* **Quoted text**:
▽

I just found a program called Grand Perspective
that present your disk usage as an interactive mipmap (see pic on right). Helping web nerds save hard drive space isn't finding hidden heart defects or keeping planes in the air, but I was struck by how well this program demonstrates the power of intelligent data exploration tools. Here are the Tufte criteria
for information presentation:
Documentary · Comparative · Causal · Explanatory · Quantified · Multivariate · Exploratory · Skeptical
Each box is a file, and each top-level directory takes a continuous rectangular portion of the view. Scanning a 350GB disk with a /lot/ of tiny files (5+ million for just the far top left corner, the MLB gameday dataset) took < 5 minutes. You may highlight any box in a segment and navigate "down" to make that segment fill the screen, and may choose to color files by location, depth, name or extension (exploratory, multivariate).
The giant orange box in the top left was 15GB of pure junk -- apparently a CGI-script generating some page I was screenscraping went crazy and sent me 15GB of junk data, the same line repeated almost billions of times. I had /no/ idea it was sitting there. That dataset was supposed to be huge, so I had never drilled into the directory beyond my standard du -sc | sort -n
on the containing directory. The picture, however, showed at a glance what a table of numbers dramatically failed to do: that the directory consumed twice as much as it should. The simple metaphor
of diskspace=area and the whole-disk view
(explanatory, documentary) - highlighted something important I'd never noticed.

△

* **Data shown**:

▽

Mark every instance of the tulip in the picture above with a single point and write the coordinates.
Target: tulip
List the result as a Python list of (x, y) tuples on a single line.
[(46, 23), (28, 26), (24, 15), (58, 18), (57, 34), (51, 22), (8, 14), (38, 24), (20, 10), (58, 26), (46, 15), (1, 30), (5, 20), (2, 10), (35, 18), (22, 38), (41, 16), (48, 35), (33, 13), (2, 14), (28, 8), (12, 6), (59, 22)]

△

* **Requirements**: Continue the post about the disk-usage viewer Grand Perspective, starting after its last sentence.

* **Output of the task**:
The giant cluster in the bottom right corner is a huge (~51GB) collection of video ephemera I only kinda cared about. I planned, someday, to sort them -- but for that effort and 51GB usage, it was clearly not worth it. By enforcing comparisons
, the data display made me reconsider the value vs. resource consumption of that project and make a more sound decision.
In all, I freed up almost 100GB and put a few bucks in his tip jar. Joe Bob says Check it out
. (Similar programs
exist for Linux (Baobab) and Windows (WinDirStat) too.)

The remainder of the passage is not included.